Collect every line in the entries below that contains the string "cluster", matching its case exactly.

-- Begin Given information --

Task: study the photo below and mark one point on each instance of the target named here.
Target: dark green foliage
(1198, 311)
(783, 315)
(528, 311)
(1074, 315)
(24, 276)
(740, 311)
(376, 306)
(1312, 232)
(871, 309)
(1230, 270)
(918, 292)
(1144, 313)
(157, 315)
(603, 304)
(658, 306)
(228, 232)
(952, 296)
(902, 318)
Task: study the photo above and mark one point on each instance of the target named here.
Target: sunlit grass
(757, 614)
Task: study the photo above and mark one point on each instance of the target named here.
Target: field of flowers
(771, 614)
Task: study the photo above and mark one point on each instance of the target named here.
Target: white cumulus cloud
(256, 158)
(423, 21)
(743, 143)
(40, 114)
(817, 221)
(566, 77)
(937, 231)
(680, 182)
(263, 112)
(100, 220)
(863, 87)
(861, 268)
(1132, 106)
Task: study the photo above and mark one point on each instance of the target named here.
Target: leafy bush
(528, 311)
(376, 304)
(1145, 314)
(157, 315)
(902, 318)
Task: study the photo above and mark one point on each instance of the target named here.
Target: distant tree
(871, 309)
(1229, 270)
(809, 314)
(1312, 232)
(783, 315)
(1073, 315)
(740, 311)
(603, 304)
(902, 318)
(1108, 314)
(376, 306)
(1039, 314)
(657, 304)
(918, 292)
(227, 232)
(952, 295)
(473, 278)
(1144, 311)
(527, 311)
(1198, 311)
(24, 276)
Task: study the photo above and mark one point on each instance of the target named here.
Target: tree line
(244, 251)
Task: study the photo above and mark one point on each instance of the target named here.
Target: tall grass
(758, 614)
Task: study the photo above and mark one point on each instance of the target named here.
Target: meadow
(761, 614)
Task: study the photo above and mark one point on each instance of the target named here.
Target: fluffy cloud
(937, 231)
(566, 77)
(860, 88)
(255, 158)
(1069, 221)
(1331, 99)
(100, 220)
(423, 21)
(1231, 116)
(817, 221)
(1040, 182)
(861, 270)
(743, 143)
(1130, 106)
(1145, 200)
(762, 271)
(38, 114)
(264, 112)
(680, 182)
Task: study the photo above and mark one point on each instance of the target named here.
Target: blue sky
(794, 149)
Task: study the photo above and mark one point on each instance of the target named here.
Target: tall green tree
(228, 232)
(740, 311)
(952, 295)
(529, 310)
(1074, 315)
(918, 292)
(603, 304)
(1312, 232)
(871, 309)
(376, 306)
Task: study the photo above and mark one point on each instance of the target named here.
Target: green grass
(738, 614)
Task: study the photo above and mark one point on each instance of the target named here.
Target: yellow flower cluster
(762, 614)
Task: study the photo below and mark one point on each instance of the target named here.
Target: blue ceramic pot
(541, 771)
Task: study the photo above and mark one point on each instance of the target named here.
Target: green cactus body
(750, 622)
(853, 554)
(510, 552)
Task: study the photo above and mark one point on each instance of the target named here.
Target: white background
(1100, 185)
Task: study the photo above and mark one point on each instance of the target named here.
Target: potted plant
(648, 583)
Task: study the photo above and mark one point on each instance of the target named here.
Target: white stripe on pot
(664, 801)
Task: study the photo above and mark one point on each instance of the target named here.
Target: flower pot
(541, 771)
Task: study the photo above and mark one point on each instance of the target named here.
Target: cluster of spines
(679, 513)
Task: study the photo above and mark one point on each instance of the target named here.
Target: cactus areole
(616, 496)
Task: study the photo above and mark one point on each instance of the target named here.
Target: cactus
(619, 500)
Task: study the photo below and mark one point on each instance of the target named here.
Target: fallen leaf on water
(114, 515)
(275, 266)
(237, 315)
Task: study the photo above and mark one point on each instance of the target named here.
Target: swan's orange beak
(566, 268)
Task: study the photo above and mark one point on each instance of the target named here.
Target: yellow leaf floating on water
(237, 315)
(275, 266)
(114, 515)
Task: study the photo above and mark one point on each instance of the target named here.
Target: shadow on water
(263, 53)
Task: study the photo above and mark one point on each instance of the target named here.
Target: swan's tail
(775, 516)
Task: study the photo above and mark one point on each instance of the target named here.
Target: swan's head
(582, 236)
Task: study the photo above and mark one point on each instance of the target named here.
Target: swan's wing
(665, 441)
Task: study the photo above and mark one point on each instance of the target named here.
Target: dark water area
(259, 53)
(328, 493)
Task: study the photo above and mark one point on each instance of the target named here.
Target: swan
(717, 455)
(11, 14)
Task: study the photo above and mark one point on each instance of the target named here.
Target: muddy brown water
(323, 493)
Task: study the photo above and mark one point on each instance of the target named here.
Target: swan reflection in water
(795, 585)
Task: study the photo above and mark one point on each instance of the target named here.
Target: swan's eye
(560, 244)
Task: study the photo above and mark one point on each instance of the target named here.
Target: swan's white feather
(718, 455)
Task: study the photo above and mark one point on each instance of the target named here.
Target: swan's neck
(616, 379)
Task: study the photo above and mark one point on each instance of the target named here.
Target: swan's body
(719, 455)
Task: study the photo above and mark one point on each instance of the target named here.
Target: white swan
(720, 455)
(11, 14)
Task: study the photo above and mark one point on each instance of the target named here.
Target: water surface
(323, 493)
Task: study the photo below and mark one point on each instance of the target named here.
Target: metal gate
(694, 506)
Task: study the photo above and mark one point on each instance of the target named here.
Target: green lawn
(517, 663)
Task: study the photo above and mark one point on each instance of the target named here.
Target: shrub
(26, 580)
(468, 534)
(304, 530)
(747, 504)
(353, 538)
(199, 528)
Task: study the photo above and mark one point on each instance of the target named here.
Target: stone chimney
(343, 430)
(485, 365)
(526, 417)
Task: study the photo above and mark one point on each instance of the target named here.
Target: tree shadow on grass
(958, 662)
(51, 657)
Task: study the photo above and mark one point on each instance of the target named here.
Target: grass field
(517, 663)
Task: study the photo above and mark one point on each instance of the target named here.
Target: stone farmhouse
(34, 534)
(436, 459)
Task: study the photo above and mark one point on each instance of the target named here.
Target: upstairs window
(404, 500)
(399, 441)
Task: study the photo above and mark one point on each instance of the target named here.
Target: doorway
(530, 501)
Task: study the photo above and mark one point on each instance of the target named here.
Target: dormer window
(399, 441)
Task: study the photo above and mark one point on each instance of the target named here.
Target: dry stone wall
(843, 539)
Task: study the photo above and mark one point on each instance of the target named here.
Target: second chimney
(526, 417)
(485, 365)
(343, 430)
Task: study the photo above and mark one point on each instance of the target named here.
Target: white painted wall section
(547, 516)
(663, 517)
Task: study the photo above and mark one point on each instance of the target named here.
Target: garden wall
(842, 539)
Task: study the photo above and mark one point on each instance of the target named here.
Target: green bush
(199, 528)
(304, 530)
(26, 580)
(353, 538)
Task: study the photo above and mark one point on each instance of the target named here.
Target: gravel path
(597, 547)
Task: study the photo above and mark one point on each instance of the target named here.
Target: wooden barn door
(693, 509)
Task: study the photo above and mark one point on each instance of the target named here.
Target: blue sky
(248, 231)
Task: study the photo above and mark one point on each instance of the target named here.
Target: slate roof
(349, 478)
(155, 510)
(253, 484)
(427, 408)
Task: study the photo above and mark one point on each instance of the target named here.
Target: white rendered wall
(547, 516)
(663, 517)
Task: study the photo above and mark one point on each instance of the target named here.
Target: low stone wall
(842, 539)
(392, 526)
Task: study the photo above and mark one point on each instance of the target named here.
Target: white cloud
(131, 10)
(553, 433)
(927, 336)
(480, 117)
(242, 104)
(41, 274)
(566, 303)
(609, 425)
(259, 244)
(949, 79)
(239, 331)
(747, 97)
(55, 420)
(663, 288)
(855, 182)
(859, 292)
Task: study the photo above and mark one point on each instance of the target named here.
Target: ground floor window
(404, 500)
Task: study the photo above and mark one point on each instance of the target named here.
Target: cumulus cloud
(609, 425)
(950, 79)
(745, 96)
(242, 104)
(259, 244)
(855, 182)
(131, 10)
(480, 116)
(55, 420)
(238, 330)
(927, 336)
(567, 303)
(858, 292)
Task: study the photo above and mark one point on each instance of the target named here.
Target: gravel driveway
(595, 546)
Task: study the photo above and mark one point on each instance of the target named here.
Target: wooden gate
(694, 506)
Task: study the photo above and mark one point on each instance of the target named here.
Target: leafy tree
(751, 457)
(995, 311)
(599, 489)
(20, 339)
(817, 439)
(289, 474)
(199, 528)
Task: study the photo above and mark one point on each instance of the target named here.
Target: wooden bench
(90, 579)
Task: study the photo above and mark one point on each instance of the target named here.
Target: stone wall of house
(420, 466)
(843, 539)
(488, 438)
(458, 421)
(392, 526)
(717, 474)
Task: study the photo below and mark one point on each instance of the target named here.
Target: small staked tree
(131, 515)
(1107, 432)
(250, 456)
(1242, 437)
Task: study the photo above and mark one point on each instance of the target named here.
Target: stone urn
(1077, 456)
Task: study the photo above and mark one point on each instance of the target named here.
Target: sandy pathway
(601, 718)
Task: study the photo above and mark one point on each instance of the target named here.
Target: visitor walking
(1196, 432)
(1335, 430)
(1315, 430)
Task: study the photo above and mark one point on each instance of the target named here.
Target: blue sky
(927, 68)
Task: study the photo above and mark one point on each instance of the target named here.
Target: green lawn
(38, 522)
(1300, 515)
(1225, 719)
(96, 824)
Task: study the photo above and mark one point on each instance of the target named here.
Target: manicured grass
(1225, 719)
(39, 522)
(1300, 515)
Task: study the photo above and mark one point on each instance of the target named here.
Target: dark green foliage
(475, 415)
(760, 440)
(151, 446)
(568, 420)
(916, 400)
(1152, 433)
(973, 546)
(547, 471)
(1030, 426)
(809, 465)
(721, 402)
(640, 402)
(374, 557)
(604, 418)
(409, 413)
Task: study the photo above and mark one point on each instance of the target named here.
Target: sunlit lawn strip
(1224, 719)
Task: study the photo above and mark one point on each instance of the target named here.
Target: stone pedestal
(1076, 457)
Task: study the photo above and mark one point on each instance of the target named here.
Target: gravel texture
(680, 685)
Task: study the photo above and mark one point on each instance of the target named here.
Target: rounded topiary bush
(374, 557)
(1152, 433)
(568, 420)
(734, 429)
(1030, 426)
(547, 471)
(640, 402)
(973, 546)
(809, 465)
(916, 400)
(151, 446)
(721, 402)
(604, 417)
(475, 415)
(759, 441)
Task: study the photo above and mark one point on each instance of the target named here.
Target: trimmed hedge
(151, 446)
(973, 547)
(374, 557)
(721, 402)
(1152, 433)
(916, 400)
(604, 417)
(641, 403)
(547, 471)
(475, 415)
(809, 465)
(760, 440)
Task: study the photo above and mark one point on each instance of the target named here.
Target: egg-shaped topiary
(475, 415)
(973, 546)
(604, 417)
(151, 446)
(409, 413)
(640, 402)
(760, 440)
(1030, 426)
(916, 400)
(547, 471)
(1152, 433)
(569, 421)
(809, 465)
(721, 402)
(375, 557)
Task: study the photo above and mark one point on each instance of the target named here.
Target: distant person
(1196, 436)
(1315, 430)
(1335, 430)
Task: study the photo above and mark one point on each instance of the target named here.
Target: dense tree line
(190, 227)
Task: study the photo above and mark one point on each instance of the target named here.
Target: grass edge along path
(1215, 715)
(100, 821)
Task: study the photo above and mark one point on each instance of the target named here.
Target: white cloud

-- End Given information --

Finished exercise:
Target: yellow flower cluster
Target: cluster of spines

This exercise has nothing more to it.